A finalidade do ambulatório também é monitorar os efeitos tardios do tratamento para esses pacientes. O que hoje é feito três anos após a cura do paciente, no início era feito depois de cinco anos. A intenção dos médicos do Itaci é mudar novamente esse protocolo e reduzir ainda mais esse período, até o final de 2007, para uma ano e meio.

“Isso vai permitir que as possíveis seqüelas possam ser vistas e tratadas de forma integral mais precocemente”, diz Ana Lúcia. Problemas neurológicos, como déficit de atenção, endocrinológicos, como de crescimento, e disfunções sexuais e de fertilidade são mais complexos na infância e adolescência, fases de crescimento. Daí a importância do acompanhamento para tratá-los o mais rápido possível.

No caso de Manoela, como ela mesmo revela, a única conseqüência foi “ter se tornado médica”. Mas nem todos os pacientes passam pelas sessões de radioterapia e quimioterapia sem sofrer efeitos anos mais tarde.

■ REQUISITOS DO EXERCÍCIO ■
1. Segundo o texto sobre o ambulatório do Itaci, quanto tempo após a cura do paciente o monitoramento dos efeitos tardios do tratamento é feito hoje?
2. Transcreva do texto sobre o ambulatório do Itaci o trecho que vai de "A finalidade do" até "mais rápido possível.", inclusive.

■ MATERIAL FORNECIDO ■

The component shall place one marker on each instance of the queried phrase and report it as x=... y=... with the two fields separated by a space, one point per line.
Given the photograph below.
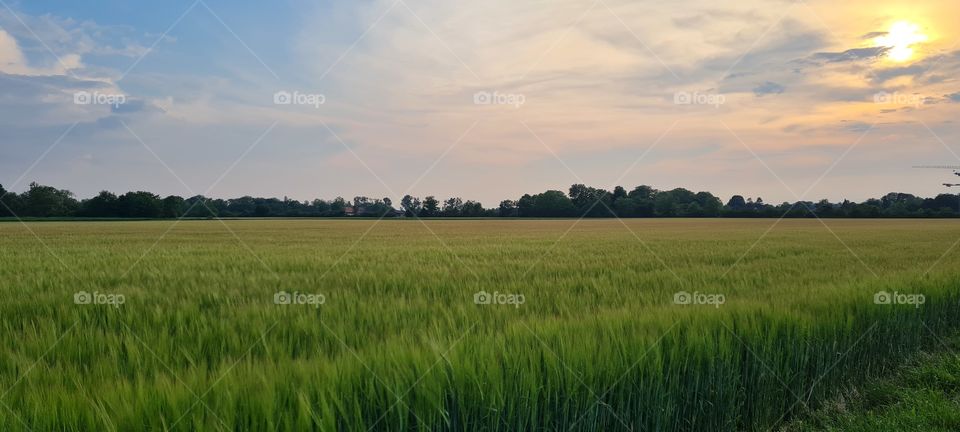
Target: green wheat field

■ TAREFAS RESOLVIDAS ■
1. Três anos após a cura do paciente.

2.
A finalidade do ambulatório também é monitorar os efeitos tardios do tratamento para esses pacientes. O que hoje é feito três anos após a cura do paciente, no início era feito depois de cinco anos. A intenção dos médicos do Itaci é mudar novamente esse protocolo e reduzir ainda mais esse período, até o final de 2007, para uma ano e meio.

“Isso vai permitir que as possíveis seqüelas possam ser vistas e tratadas de forma integral mais precocemente”, diz Ana Lúcia. Problemas neurológicos, como déficit de atenção, endocrinológicos, como de crescimento, e disfunções sexuais e de fertilidade são mais complexos na infância e adolescência, fases de crescimento. Daí a importância do acompanhamento para tratá-los o mais rápido possível.